— Start DATASET EXTRACT —

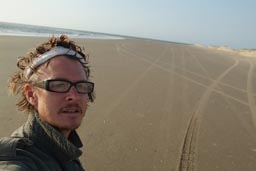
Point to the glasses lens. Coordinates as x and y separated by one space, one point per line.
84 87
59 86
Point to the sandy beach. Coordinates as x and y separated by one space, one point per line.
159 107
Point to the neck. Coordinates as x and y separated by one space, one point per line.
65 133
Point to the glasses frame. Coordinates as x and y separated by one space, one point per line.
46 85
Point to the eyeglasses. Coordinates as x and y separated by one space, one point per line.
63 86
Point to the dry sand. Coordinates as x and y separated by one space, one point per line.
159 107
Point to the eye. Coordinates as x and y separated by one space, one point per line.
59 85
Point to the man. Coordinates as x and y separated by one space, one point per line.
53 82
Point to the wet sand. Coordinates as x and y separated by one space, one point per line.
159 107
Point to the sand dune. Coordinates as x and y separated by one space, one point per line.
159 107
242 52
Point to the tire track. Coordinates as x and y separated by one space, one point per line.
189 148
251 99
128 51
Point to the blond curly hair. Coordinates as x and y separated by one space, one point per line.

— End DATASET EXTRACT —
— Start DATASET EXTRACT —

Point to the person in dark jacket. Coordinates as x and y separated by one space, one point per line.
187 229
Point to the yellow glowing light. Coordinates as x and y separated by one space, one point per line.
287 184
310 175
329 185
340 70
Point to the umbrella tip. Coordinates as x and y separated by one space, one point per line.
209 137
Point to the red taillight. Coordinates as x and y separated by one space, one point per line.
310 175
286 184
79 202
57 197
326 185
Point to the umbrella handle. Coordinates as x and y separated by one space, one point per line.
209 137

— End DATASET EXTRACT —

### REQUIREMENT
Rewrite the records from the line with "Point to the glasses frame." through the line with "Point to the blond", substituting "wheel track" for "tire track" and changing nothing else. Give only those lines.

### ANSWER IN FULL
Point to the glasses frame. Coordinates as x and y separated by one space, one point per line.
46 85
Point to the eyeglasses. Coordinates as x and y separated by one space, one point per line.
63 86
Point to the dry sand. Coordinates as x and y separated by one space, one point per line.
159 107
Point to the eye. Coordinates as x and y separated by one space, one point per line.
59 85
Point to the man. Coordinates as x and y separated by one space, one point per line.
53 82
Point to the wet sand. Coordinates as x and y separated by one space, one point per line.
159 107
Point to the sand dune. Coordinates as x and y separated by one space, one point per line.
159 107
242 52
Point to the wheel track. Coordinates as x and y separated by one space, one point per line.
189 148
251 99
128 51
Point to the blond curly hair. Coordinates as x and y separated by one space, one point per line.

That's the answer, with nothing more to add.